Hace exactamente nueve otoños, Taylor Swift dejó de ser la nueva gran musa del country-rock para erigirse en el artefacto más poderoso del pop prístino neosecular al otro lado del Atlántico. La culpa de esa transfiguración fulgurante la tuvo un disco megalítico, Red, que dejaba pequeño cualquier registro previo: en sus 16 canciones había argumentos para llenar cualquier estadio del planeta y propiciar que las gargantas, hermanadas por decenas de millares, estallaran al unísono hasta la afonía. Pues bien, ahora resulta que aquel álbum que en 2012 ya creíamos interminable no debería haber durado 65 minutos, sino justo el doble: dos horas y diez. El nuevo Red, ahora con el inevitable subtítulo de Taylor’s version, se ha convertido en súbita realidad para refrendar que aquellas sesiones maratonianas contenían aún más aporte calórico del que ya conocíamos.

 

Advertencia previa: la versión definitiva de aquel álbum que lo cambió todo es aún más hiperbólica que la original. Entra del tirón, pero empacha. Le sobran hidratos de carbono allá por donde se le pinche el tenedor. Así que, en aras a mantener una buena relación con su nutricionista, ocúltele que se dispone a caer en la tentación. A los ojos de la endocrinología, Red tiene peor trago que una caja entera de donuts.

 

La diva rubia le ha cogido gusto a eso de publicar nuevos discos pocas semanas después de anunciarlos, una opción muy práctica cuando dispones de 89 millones de seguidores atentos a cada nuevo tuit. La regrabación de Red ha estado sujeta a pequeños bailes de fechas, pero no nos ha pillado con el paso cambiado, como sucediera con su fabulosa dupla de álbumes de 2020, folklore (julio) y evermore (diciembre). Pero las estrategias con los calendarios no es la principal de las diferencias, sino la naturaleza del material objeto de estas líneas. Mientras el doble lanzamiento del año pasado radiografiaba a una artista deslumbrante, Red era y sigue siendo la crónica pormenorizada, ultraprocesada y sobreproducida de una posadolescente que se lame ante nuestros ojos los profundos arañazos del desamor. Nada nuevo, en definitiva; ni siquiera ahora que Taylor pegó el gran estirón y canta con infinitos más matices que su yo del pasado.

* [Ejercicios propuestos]:
1. Según el fragmento sobre el disco Red, ¿cuánto dura la nueva versión del álbum?
2. Prolonga el fragmento sobre la reedición de Red a partir de su última oración.
El material no hace falta para resolver ningún ejercicio.

* [Bloque de datos]:
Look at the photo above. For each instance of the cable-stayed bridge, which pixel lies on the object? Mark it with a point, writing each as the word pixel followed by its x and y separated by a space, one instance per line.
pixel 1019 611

* [Respuestas por ejercicio]:
1. Dos horas y diez minutos.

2.
 

El origen de esta nueva versión, como tantas veces se ha comentado, es el embrollo legal derivado de la adquisición de los seis primeros álbumes de la artista, grabados para el sello Big Machine Records, por parte del magnate Scooter Braun, que no quiso renegociar con Swift la cesión de los originales. Así las cosas, Taylor se propuso desactivar su discografía original con una reelaboración desde cero de todos aquellos elepés, un proceso que en abril ya dio como fruto la Taylor’s version de Fearless, su trabajo de 2008. Hay muchísimos miles de dólares en juego, de acuerdo, pero prevalece el debate sobre la legitimidad moral de las obras artísticas. Y en eso hay que sacarse el sombrero ante la cantante de Pensilvania, dispuesta a que prevalezcan sus criterios y derechos frente a los caprichos de terceros.

 

La gran pregunta, en realidad, es otra: ¿se habría tomado Swift la molestia de reelaborar su primera media docena de álbumes si en esta historia no mediara un conflicto de propiedad intelectual? Mucho nos tememos que no.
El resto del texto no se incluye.